── PROVIDED TEXT ──

I know it's been forever since I have posted about our adoption. I just am having a very difficult time right now and it is much easier to write about the good stuff. People like to read about the good stuff and the cute pictures, but lets face it, it's not all good. We had hoped to be going to get the boys on September 22nd. But the US Embassy in Kinshasa is not ready for us yet. So......we wait some more. It is most likely now going to be the end of October. It is just so heartbreaking to be here with all of our luxuries while my babies are so far away with very little. I know that Papa L's family is giving them lots of love. But you know that mommy's always feel no one can take care of their babies the way they can. And it is hard to take care of them from half way around the word!


I'm not only upset because they aren't in my arms. It is much more than that. At church Sunday we sang a song called "God Keep Me Safe". I prayed Chad and Ian would be safe. That God would keep us safe on our journey to the DRC. But mostly I thought of all the orphaned children having that hope that God will keep them safe! I immediately started crying. It's just to overwhelming! What can we possibly do to help that many children.



I recently read some statistics. There are appoxiametly 145 million orphans in the world. Most of them have very little food and no one to care for them. Sounds hopeless, doesn't it? How could God allow for all these children to have no one to care for them? That is not the question to be asking though. The question is: How can we allow all of these children to have no one to take care of them? I am not trying to say that everyone should adopt a child, but these children should easilly be cared for. God has gave us enough food on this earth to feed everyone. There are over 2 BILLION Christians on earth. God has taught us to take care of these children. If only 7% of the Christians would take care of one child then all of these children would be cared for.

───
── STORED ROWS ──

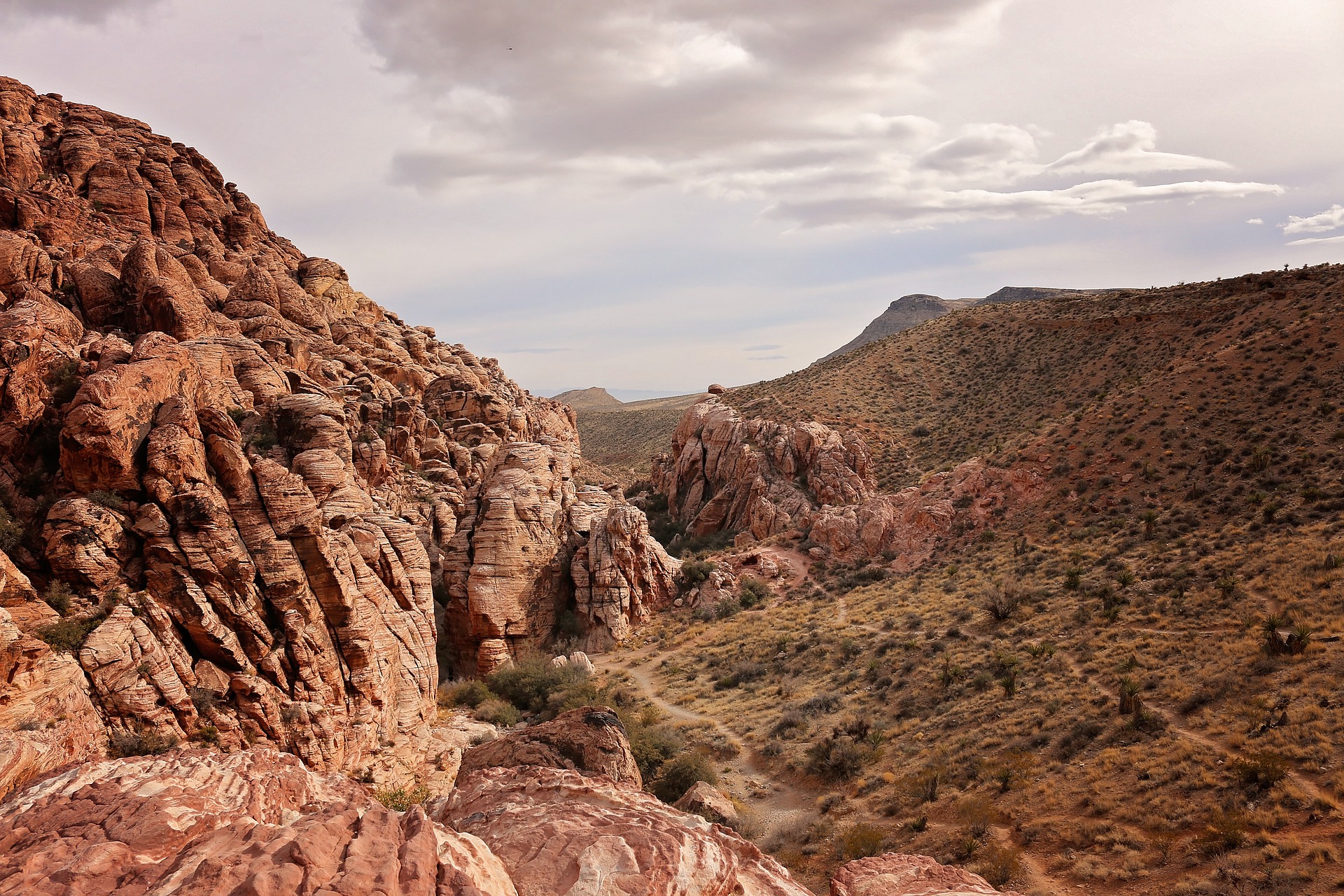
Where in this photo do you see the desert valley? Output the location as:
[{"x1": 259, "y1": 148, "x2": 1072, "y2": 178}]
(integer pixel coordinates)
[{"x1": 0, "y1": 7, "x2": 1344, "y2": 896}]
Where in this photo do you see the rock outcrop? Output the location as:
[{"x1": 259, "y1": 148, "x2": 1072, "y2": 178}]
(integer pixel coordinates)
[
  {"x1": 0, "y1": 78, "x2": 676, "y2": 769},
  {"x1": 458, "y1": 706, "x2": 643, "y2": 790},
  {"x1": 0, "y1": 748, "x2": 517, "y2": 896},
  {"x1": 430, "y1": 767, "x2": 809, "y2": 896},
  {"x1": 831, "y1": 853, "x2": 1021, "y2": 896},
  {"x1": 653, "y1": 398, "x2": 878, "y2": 539},
  {"x1": 653, "y1": 399, "x2": 1046, "y2": 568}
]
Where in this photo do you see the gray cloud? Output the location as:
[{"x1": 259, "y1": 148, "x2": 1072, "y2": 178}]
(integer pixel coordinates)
[
  {"x1": 1284, "y1": 204, "x2": 1344, "y2": 234},
  {"x1": 360, "y1": 0, "x2": 1277, "y2": 228},
  {"x1": 0, "y1": 0, "x2": 161, "y2": 24}
]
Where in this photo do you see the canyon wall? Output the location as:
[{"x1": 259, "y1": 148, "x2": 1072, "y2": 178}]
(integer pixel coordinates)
[{"x1": 0, "y1": 78, "x2": 676, "y2": 791}]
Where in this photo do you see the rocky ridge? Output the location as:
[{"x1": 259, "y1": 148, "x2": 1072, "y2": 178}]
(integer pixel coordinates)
[
  {"x1": 0, "y1": 78, "x2": 676, "y2": 792},
  {"x1": 653, "y1": 398, "x2": 1046, "y2": 568}
]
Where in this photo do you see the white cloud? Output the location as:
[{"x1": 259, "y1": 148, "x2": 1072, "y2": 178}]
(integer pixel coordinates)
[
  {"x1": 1282, "y1": 206, "x2": 1344, "y2": 234},
  {"x1": 361, "y1": 0, "x2": 1278, "y2": 228},
  {"x1": 1047, "y1": 121, "x2": 1231, "y2": 174}
]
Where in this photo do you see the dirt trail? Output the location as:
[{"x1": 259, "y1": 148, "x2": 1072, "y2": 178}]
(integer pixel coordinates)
[{"x1": 594, "y1": 646, "x2": 816, "y2": 834}]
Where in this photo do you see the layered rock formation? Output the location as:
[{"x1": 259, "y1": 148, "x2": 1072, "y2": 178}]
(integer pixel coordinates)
[
  {"x1": 831, "y1": 853, "x2": 1021, "y2": 896},
  {"x1": 653, "y1": 398, "x2": 1046, "y2": 568},
  {"x1": 458, "y1": 706, "x2": 643, "y2": 790},
  {"x1": 0, "y1": 748, "x2": 517, "y2": 896},
  {"x1": 0, "y1": 708, "x2": 1021, "y2": 896},
  {"x1": 0, "y1": 78, "x2": 676, "y2": 783}
]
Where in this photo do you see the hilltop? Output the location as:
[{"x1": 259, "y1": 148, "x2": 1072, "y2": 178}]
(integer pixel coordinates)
[{"x1": 821, "y1": 286, "x2": 1116, "y2": 361}]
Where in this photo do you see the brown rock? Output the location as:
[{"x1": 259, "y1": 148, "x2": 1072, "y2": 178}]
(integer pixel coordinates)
[
  {"x1": 440, "y1": 767, "x2": 809, "y2": 896},
  {"x1": 458, "y1": 706, "x2": 643, "y2": 790},
  {"x1": 672, "y1": 780, "x2": 741, "y2": 827},
  {"x1": 831, "y1": 853, "x2": 1021, "y2": 896},
  {"x1": 0, "y1": 748, "x2": 517, "y2": 896},
  {"x1": 0, "y1": 607, "x2": 102, "y2": 801}
]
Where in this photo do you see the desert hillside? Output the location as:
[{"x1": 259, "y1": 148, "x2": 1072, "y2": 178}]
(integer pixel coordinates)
[{"x1": 634, "y1": 266, "x2": 1344, "y2": 893}]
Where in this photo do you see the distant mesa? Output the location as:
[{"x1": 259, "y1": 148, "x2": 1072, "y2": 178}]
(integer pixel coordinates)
[
  {"x1": 552, "y1": 386, "x2": 625, "y2": 411},
  {"x1": 820, "y1": 286, "x2": 1118, "y2": 361}
]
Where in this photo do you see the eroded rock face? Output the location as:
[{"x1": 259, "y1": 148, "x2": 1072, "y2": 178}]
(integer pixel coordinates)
[
  {"x1": 0, "y1": 78, "x2": 675, "y2": 769},
  {"x1": 430, "y1": 767, "x2": 809, "y2": 896},
  {"x1": 458, "y1": 706, "x2": 643, "y2": 790},
  {"x1": 831, "y1": 853, "x2": 1021, "y2": 896},
  {"x1": 0, "y1": 748, "x2": 517, "y2": 896},
  {"x1": 653, "y1": 398, "x2": 878, "y2": 539},
  {"x1": 653, "y1": 399, "x2": 1046, "y2": 568},
  {"x1": 0, "y1": 607, "x2": 104, "y2": 801}
]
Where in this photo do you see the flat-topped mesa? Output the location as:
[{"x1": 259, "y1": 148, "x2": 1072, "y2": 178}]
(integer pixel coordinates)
[
  {"x1": 653, "y1": 398, "x2": 1046, "y2": 568},
  {"x1": 0, "y1": 78, "x2": 675, "y2": 790}
]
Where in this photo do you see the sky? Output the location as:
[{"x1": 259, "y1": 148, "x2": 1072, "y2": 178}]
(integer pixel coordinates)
[{"x1": 0, "y1": 0, "x2": 1344, "y2": 399}]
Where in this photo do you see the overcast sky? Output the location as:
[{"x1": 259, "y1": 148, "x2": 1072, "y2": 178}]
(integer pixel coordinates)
[{"x1": 0, "y1": 0, "x2": 1344, "y2": 396}]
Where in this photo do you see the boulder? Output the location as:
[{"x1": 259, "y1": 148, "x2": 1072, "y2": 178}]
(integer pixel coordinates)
[
  {"x1": 430, "y1": 767, "x2": 811, "y2": 896},
  {"x1": 0, "y1": 748, "x2": 517, "y2": 896},
  {"x1": 672, "y1": 780, "x2": 742, "y2": 827},
  {"x1": 458, "y1": 706, "x2": 643, "y2": 790}
]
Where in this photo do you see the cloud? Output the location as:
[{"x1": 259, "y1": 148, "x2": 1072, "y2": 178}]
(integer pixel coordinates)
[
  {"x1": 1282, "y1": 206, "x2": 1344, "y2": 233},
  {"x1": 0, "y1": 0, "x2": 162, "y2": 25},
  {"x1": 1287, "y1": 234, "x2": 1344, "y2": 246},
  {"x1": 359, "y1": 0, "x2": 1277, "y2": 228},
  {"x1": 1047, "y1": 121, "x2": 1231, "y2": 174}
]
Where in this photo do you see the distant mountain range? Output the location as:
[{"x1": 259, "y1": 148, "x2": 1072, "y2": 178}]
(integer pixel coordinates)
[{"x1": 820, "y1": 286, "x2": 1119, "y2": 361}]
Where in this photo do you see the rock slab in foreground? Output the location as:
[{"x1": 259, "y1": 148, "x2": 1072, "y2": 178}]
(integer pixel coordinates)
[{"x1": 0, "y1": 748, "x2": 517, "y2": 896}]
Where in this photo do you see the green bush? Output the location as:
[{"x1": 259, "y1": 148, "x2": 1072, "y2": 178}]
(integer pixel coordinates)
[
  {"x1": 738, "y1": 575, "x2": 770, "y2": 608},
  {"x1": 42, "y1": 579, "x2": 76, "y2": 615},
  {"x1": 488, "y1": 655, "x2": 586, "y2": 712},
  {"x1": 86, "y1": 489, "x2": 126, "y2": 510},
  {"x1": 681, "y1": 557, "x2": 718, "y2": 586},
  {"x1": 374, "y1": 783, "x2": 434, "y2": 811},
  {"x1": 473, "y1": 700, "x2": 522, "y2": 728},
  {"x1": 840, "y1": 821, "x2": 886, "y2": 858},
  {"x1": 649, "y1": 752, "x2": 719, "y2": 804},
  {"x1": 108, "y1": 724, "x2": 177, "y2": 759},
  {"x1": 0, "y1": 505, "x2": 23, "y2": 551},
  {"x1": 438, "y1": 680, "x2": 498, "y2": 709}
]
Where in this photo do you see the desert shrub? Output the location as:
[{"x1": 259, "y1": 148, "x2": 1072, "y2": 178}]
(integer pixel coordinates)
[
  {"x1": 1233, "y1": 751, "x2": 1287, "y2": 792},
  {"x1": 38, "y1": 594, "x2": 121, "y2": 653},
  {"x1": 1055, "y1": 719, "x2": 1100, "y2": 762},
  {"x1": 438, "y1": 680, "x2": 498, "y2": 709},
  {"x1": 649, "y1": 751, "x2": 719, "y2": 804},
  {"x1": 840, "y1": 821, "x2": 886, "y2": 858},
  {"x1": 625, "y1": 724, "x2": 685, "y2": 780},
  {"x1": 738, "y1": 575, "x2": 770, "y2": 608},
  {"x1": 42, "y1": 579, "x2": 76, "y2": 615},
  {"x1": 714, "y1": 598, "x2": 742, "y2": 620},
  {"x1": 808, "y1": 732, "x2": 872, "y2": 780},
  {"x1": 108, "y1": 722, "x2": 177, "y2": 759},
  {"x1": 486, "y1": 655, "x2": 584, "y2": 712},
  {"x1": 374, "y1": 783, "x2": 434, "y2": 811},
  {"x1": 714, "y1": 659, "x2": 766, "y2": 690},
  {"x1": 981, "y1": 582, "x2": 1023, "y2": 622},
  {"x1": 86, "y1": 489, "x2": 126, "y2": 510},
  {"x1": 1195, "y1": 808, "x2": 1246, "y2": 858},
  {"x1": 801, "y1": 693, "x2": 840, "y2": 715},
  {"x1": 0, "y1": 505, "x2": 23, "y2": 551},
  {"x1": 681, "y1": 557, "x2": 719, "y2": 586},
  {"x1": 472, "y1": 700, "x2": 522, "y2": 728},
  {"x1": 47, "y1": 358, "x2": 79, "y2": 406},
  {"x1": 974, "y1": 844, "x2": 1021, "y2": 887}
]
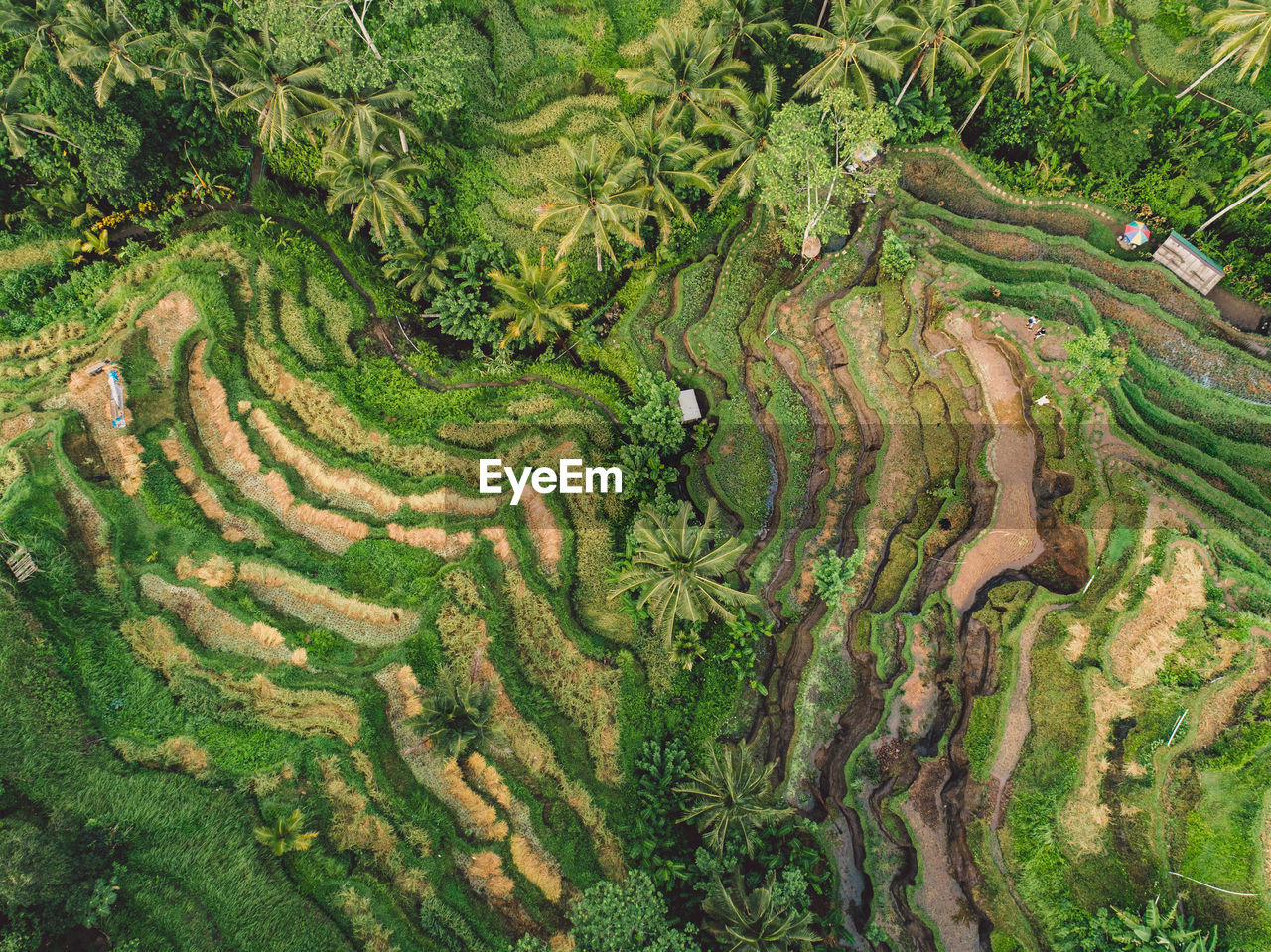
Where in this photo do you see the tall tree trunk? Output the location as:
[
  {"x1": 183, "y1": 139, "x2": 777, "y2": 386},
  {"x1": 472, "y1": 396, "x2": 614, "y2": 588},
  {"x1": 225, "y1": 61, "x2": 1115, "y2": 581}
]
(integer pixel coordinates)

───

- **PROBLEMS TO SOLVE**:
- a) Repeat the part of the adoption post starting at "I know it's" and ending at "around the word!".
- b) In the adoption post, on what date had the family hoped to go get the boys?
- c) Write the next part of the adoption post, picking up after its final sentence.
The records come from a different source than the adoption post.

- **RESULTS FOR THE EXERCISE**:
- a)
I know it's been forever since I have posted about our adoption. I just am having a very difficult time right now and it is much easier to write about the good stuff. People like to read about the good stuff and the cute pictures, but lets face it, it's not all good. We had hoped to be going to get the boys on September 22nd. But the US Embassy in Kinshasa is not ready for us yet. So......we wait some more. It is most likely now going to be the end of October. It is just so heartbreaking to be here with all of our luxuries while my babies are so far away with very little. I know that Papa L's family is giving them lots of love. But you know that mommy's always feel no one can take care of their babies the way they can. And it is hard to take care of them from half way around the word!

- b) September 22nd

- c)
I have been thinking of ways I can help. Taking two home and leaving the rest behind will be the hardest thing I have ever done. I know a lot of people have been called to adopt, but are scared of the cost of adoption. So, We've decided to help fund another's adoption. We actually have recently put this in our will that we would set up an endowment fund that would help with adoption costs. But then I thought, why am I going to wait until I am dead to do something to help. So, we have began having rice and beans for supper. We plan to keep this up until we bring the boys home. Of course, we already have a few days we know we will break this due to outings we had already planned with other people, but other than those few days, we will be having rice and beans. Not only does this save us lots of grocery money that can be donated to this cause, it is a daily reminder to us all to pray for those who would love to be able to eat beans and rice.

So, if you feel God has called you to adopt. Please do not be scared. These children need you. Or if you have the funds donate to a mission to help feed these children. Or help fund someone's adoption. Or simply encourage other people to help however they can. I"ll end with a prayer I actually read on another blog and wanted to share.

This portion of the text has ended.